### Okunacak Metin

* * * * * * * * *

B. Mahkemesince Bozmaya Uyularak Verilen Karar
Mahkemenin 05.02.2019 tarihli ve 2018/731 Esas, 2019/37 Karar sayılı kararıyla, bozma kararına uyularak davanın reddine karar verilmiştir.
C. İkinci Bozma Kararı
1.Mahkemenin yukarıda belirtilen kararına karşı süresi içinde davacılar vekili ve davalı Hazine vekili temyiz isteminde bulunmuştur.
2. Yargıtay (Kapatılan) 16. Hukuk Dairesinin 07.06.2021 tarihli ve 2019/2922 Esas, 2021/4927 Karar sayılı kararıyla; davacılar vekilinin temyiz itirazlarının reddine; dava, tapu iptali ve tescil davası olup davanın reddine karar verildiğine göre kendisini vekille temsil ettiren davalı Hazine yararına karar tarihinde yürürlükte bulunan Avukatlık Asgari Ücret Tarifesi gereğince nispi vekalet ücretine ve davalı Hazine tarafından yapılan yargılama giderlerinin davacılardan alınarak davalı Hazineye ödenmesine hükmedilmesi gerekirken, yazılı şekilde maktu vekalet ücreti takdir edilmesi ve davalı Hazine tarafından yapılan yargılama giderleri hakkında herhangi bir hüküm kurulmamasının isabetsiz olduğu gerekçesiyle davalı Hazine vekilinin temyiz itirazlarının kabulü ile hükmün bozulmasına karar verilmiş; davacılar vekilinin karar düzeltme talebi Dairece 13.12.2021 tarihinde reddedilmiştir.
D.Mahkemesince Bozmaya Uyularak Verilen İkinci Karar
Mahkemenin yukarıda tarih ve sayısı belirtilen kararıyla davanın reddine, davalı Hazine tarafından yapılan yargılama giderlerinin davacılardan alınarak davalı Hazineye ödenmesine ve 1.234.479,67 TL vekalet ücretinin davacılardan alınarak kendisini vekil ile temsil ettiren davalı Hazineye verilmesine karar verilmiştir.
V. TEMYİZ
A. Temyiz Yoluna Başvuranlar
Mahkemenin yukarıda belirtilen kararına karşı süresi içinde davacılar vekili temyiz isteminde bulunmuştur.
B. Temyiz Sebepleri
Davacılar vekili temyiz dilekçesinde özetle; 12.12.1951 tarihli Tahsis ve Temlik Vesikası ile dava konusu taşınmazların mülkiyetinin davacıların mirasbırakanına geçtiği, temlik sırasında taşınmazların Hazine adına tescil edilmiş olmasının gerekmediğini ileri sürerek Mahkeme kararının bozulmasını talep etmiştir.
C. Gerekçe
1. Uyuşmazlık ve Hukuki Nitelendirme
Dava, kadastro öncesi hukuki nedene dayalı tapu iptali ve tescil, mümkün değilse tazminat istemine ilişkindir.
2. İlgili Hukuk
Mülga 2510 sayılı İskân Kanunu'nun 23 üncü ve 43 üncü maddeleri.

* * * * * * * * *

### Kayıtlı Veriler
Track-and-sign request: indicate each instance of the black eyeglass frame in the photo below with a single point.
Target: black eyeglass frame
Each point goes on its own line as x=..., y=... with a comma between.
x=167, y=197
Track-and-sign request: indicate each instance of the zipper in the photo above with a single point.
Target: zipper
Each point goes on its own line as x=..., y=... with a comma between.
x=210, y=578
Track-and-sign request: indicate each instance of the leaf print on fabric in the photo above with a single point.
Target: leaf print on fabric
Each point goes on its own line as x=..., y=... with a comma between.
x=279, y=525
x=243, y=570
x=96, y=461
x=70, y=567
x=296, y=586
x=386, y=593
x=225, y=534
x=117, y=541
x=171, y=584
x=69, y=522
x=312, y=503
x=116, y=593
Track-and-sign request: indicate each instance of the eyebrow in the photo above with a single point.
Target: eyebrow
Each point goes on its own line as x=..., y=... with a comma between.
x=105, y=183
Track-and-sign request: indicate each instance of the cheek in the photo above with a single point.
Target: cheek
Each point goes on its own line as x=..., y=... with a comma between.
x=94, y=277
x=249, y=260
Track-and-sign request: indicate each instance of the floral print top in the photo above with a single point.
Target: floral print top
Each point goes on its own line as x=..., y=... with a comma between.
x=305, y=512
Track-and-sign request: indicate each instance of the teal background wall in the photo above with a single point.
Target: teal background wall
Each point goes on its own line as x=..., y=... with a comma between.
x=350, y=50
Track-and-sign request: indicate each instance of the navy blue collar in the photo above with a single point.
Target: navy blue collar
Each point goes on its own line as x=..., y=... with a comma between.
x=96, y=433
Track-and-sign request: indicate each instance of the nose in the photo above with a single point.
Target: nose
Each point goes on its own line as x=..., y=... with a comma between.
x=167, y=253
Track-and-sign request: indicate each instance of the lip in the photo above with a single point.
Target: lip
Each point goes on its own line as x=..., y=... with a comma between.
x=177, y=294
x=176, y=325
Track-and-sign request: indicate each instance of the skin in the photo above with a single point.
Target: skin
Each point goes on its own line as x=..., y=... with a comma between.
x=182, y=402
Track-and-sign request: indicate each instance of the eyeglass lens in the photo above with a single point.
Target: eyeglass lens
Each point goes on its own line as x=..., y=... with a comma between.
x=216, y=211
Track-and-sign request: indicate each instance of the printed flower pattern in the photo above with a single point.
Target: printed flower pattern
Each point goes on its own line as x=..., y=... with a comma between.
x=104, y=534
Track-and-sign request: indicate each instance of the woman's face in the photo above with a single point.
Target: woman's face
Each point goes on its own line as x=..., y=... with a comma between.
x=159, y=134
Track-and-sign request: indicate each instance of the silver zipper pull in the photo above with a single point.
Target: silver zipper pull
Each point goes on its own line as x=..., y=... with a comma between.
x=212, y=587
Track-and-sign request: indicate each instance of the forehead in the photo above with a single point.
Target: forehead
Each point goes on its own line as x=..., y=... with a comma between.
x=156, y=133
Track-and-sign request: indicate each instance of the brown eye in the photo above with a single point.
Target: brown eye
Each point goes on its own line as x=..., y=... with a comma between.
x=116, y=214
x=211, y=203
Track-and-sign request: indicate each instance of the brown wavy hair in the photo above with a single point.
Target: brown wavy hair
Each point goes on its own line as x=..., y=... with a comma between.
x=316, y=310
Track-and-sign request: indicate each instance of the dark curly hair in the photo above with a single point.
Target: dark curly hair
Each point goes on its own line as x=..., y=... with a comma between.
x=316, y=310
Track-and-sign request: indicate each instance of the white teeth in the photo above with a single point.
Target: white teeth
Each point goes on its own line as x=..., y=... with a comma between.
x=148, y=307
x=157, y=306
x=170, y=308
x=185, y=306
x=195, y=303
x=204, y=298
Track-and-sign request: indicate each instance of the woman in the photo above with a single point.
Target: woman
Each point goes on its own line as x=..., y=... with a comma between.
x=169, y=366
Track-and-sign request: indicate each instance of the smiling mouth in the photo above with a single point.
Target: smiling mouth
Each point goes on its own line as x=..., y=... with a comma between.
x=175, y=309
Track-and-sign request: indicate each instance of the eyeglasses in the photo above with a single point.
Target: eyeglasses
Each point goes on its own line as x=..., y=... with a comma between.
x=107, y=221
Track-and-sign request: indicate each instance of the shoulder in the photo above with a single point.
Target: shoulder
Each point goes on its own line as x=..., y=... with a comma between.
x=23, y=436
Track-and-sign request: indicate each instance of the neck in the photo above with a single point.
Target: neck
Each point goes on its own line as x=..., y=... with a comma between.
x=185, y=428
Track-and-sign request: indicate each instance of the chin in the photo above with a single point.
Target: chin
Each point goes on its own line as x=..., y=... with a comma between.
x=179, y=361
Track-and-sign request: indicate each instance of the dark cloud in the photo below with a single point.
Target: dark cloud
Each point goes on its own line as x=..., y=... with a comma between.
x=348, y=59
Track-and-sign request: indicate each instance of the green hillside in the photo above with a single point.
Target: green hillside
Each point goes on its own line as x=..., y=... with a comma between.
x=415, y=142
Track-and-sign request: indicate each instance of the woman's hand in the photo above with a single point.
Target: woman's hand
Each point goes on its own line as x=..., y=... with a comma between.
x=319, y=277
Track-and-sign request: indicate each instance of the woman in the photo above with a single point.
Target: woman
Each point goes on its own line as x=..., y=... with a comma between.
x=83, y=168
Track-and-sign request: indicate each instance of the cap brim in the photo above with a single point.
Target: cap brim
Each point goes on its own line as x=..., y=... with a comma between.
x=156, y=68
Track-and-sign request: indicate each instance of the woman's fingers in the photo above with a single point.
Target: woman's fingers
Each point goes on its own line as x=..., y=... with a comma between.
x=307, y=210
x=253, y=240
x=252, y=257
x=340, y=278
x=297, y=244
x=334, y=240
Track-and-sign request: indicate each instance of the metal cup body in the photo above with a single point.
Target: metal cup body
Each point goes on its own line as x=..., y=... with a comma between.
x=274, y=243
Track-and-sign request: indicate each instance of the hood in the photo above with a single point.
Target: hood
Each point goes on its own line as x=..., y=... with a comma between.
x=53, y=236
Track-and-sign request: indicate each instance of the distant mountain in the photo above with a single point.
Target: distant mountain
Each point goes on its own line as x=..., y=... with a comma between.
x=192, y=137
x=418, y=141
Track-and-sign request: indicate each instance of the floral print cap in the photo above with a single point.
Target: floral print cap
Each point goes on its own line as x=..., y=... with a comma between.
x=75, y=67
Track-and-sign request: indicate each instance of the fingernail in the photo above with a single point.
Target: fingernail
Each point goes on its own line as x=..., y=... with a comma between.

* * * * * * * * *

### Yapılacak İşler
a - Okunacak metne göre, Mahkemenin bozmaya uyularak verdiği ikinci kararda davalı Hazineye ödenmesine hükmedilen vekalet ücreti ne kadardır?
b - Okunacak metni son cümlesinden sonra devam ettirin.
Bu işler için satırlara bakmak gerekmez.

### Beklenen Sonuçlar
a - 1.234.479,67 TL.

b -
3. Değerlendirme
1. Temyiz olunan nihai kararların bozulması, 6100 sayılı HMK'nın geçici 3/2 nci maddesinin yollamasıyla 1086 sayılı HUMK'un uygulanacağı davalar yönünden HUMK'un 428 inci maddesinde yer alan sebeplerden birinin varlığı halinde mümkündür.
2. Kadastro sonucunda ... (...) köyü çalışma alanında bulunan 55 ve 204 parsel sayılı 15.860,00 ve 130.200,00 meterkare yüzölçümündeki taşınmazlar tarla niteliği ile 15.04.1951 yılında Hazine adına tespit edilmiş, dava dışı Halil Şentürk tarafından yapılan itiraz üzerine Kadastro Mahkemesince yapılan yargılama sonucunda; 55 sayılı parsel 16.08.1956 tarihinde, 204 sayılı parsel ise 05.01.1957 tarihinde hükmen Hazine adına tescil edilmiş ve 55 parsel 19.11.1975 tarihinde dava dışı Hacettepe Üniversitesine kayden satılmış, 204 parselin ise beyanlar hanesine Hacettepe Üniversitesince ve Türkiye Elektrik Kurumu tarafından kamulaştırıldığı şerhi verilmiş ve her iki taşınmaz daha sonra imar nedeniyle çok sayıda parsellere ifraz görmüştür.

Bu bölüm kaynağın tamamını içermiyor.